What you will do:
**1)** In the passage on anger and climate action, which journal published the paper?
**2)** Reproduce the passage on anger and climate action between "Anger is the" and "you hate humanity?", inclusive.
** start Excerpt to read **
Anger is the most effective emotion for spurring people to act against climate change, according to a recent paper published in the journal Global Environmental Change. The highest levels of environmental engagement are found in subjects who are angry at people—either individually, or the human species in general. This is good in that it tells us that properly directed outrage is effective; but it’s bad because it means we’re acting for the wrong reasons. Is it healthy if you defend the natural world not for its own sake, but because you hate humanity?
In Stealing Worlds, Sura Neelin’s father is an environmental activist. He gets into it because of his passionate love for nature; but gradually that changes:
“He started out as an idealist,” Marj says, “and got tangled up in the politics of it all. When I met him, he’d completely lost his way. He was bound and determined to save the world, but he never went out in it anymore. He had this office in Flint, and he spent all his time on the Internet, campaigning. I knew him for six months before we took a walk in the park! There was a time when he had a personal relationship with the natural world. But he’d forgotten all about it, forgotten that it was what he was trying to save. He wasn’t fighting for anything, anymore. He just fought against things.”
** end Excerpt to read **
** start Dataset **
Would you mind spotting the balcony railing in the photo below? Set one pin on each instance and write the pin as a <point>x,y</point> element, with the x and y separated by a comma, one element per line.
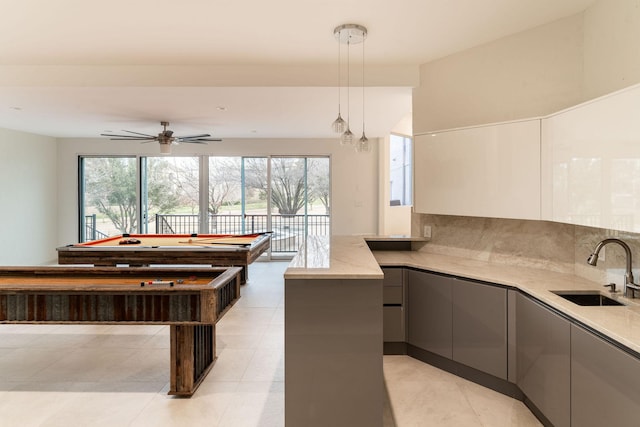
<point>287,229</point>
<point>90,230</point>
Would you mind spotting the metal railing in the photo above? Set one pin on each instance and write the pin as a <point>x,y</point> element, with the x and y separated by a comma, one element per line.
<point>90,230</point>
<point>287,229</point>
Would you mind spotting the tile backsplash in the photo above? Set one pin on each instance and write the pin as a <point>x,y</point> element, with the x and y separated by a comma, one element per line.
<point>539,244</point>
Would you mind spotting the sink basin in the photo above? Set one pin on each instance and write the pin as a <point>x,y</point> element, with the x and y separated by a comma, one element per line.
<point>590,298</point>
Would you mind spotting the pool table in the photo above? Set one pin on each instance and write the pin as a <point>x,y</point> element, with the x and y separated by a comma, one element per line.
<point>148,249</point>
<point>189,300</point>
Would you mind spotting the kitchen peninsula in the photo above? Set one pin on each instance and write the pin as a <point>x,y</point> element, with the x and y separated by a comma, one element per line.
<point>571,364</point>
<point>333,335</point>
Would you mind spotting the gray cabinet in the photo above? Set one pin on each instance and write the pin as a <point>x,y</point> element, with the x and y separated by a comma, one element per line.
<point>543,359</point>
<point>479,326</point>
<point>429,312</point>
<point>605,383</point>
<point>393,326</point>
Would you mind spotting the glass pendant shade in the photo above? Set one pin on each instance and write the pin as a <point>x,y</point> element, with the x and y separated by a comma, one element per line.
<point>347,137</point>
<point>363,145</point>
<point>339,125</point>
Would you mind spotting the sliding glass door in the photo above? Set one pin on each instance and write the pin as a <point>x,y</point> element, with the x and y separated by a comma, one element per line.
<point>287,196</point>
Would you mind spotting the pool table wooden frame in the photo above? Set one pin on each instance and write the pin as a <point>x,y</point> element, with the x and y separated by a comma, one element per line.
<point>114,295</point>
<point>108,252</point>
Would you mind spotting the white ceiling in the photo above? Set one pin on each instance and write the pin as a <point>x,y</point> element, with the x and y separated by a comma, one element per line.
<point>232,68</point>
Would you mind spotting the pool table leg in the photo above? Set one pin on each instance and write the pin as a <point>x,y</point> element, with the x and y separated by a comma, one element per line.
<point>193,353</point>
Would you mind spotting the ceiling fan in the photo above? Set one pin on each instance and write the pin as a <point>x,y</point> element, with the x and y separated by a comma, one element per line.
<point>165,138</point>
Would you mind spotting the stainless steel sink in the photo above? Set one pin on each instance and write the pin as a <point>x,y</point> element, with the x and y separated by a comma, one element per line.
<point>587,298</point>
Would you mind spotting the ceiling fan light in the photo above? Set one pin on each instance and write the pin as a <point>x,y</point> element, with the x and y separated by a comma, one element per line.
<point>347,137</point>
<point>165,148</point>
<point>339,125</point>
<point>363,145</point>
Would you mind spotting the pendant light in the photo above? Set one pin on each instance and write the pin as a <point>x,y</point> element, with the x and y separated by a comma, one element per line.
<point>363,146</point>
<point>339,125</point>
<point>349,34</point>
<point>347,136</point>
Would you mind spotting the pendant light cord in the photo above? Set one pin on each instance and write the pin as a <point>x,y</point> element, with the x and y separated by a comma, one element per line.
<point>348,100</point>
<point>363,87</point>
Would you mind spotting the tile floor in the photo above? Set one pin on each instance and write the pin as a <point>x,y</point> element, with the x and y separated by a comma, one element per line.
<point>74,375</point>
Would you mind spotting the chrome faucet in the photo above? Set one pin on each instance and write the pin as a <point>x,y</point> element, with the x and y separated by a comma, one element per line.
<point>628,276</point>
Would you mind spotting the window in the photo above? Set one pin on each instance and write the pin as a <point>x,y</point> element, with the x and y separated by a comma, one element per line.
<point>108,201</point>
<point>400,173</point>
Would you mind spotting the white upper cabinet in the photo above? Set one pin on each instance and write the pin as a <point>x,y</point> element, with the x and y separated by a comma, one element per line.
<point>591,163</point>
<point>486,171</point>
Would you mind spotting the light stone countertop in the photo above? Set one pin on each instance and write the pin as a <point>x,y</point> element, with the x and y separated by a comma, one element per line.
<point>620,323</point>
<point>334,257</point>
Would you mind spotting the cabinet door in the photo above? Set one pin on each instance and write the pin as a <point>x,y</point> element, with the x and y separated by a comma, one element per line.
<point>429,312</point>
<point>605,383</point>
<point>488,171</point>
<point>480,327</point>
<point>543,359</point>
<point>393,300</point>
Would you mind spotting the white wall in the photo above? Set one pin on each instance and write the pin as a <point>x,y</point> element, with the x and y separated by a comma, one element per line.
<point>28,202</point>
<point>611,46</point>
<point>393,220</point>
<point>354,176</point>
<point>532,73</point>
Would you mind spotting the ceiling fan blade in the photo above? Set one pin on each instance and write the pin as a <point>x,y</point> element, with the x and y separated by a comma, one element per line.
<point>127,136</point>
<point>138,133</point>
<point>200,141</point>
<point>133,139</point>
<point>183,138</point>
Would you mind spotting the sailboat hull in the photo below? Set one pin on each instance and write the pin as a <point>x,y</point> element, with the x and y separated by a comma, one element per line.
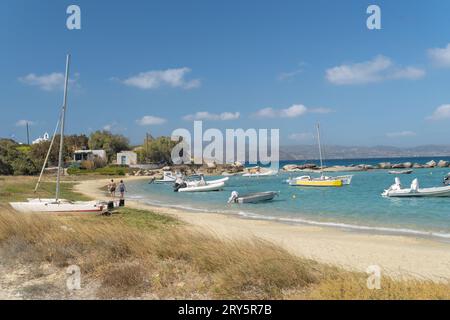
<point>317,183</point>
<point>35,205</point>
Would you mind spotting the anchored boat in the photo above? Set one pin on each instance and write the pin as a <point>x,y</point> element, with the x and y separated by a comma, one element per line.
<point>259,173</point>
<point>252,197</point>
<point>322,181</point>
<point>400,171</point>
<point>200,188</point>
<point>396,190</point>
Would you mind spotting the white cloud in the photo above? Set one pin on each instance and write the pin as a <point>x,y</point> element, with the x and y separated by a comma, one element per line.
<point>154,79</point>
<point>440,56</point>
<point>301,136</point>
<point>150,120</point>
<point>204,115</point>
<point>410,73</point>
<point>47,82</point>
<point>293,111</point>
<point>401,134</point>
<point>23,123</point>
<point>376,70</point>
<point>442,112</point>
** end Dataset **
Results in order:
**1)** Global Environmental Change

**2)**
Anger is the most effective emotion for spurring people to act against climate change, according to a recent paper published in the journal Global Environmental Change. The highest levels of environmental engagement are found in subjects who are angry at people—either individually, or the human species in general. This is good in that it tells us that properly directed outrage is effective; but it’s bad because it means we’re acting for the wrong reasons. Is it healthy if you defend the natural world not for its own sake, but because you hate humanity?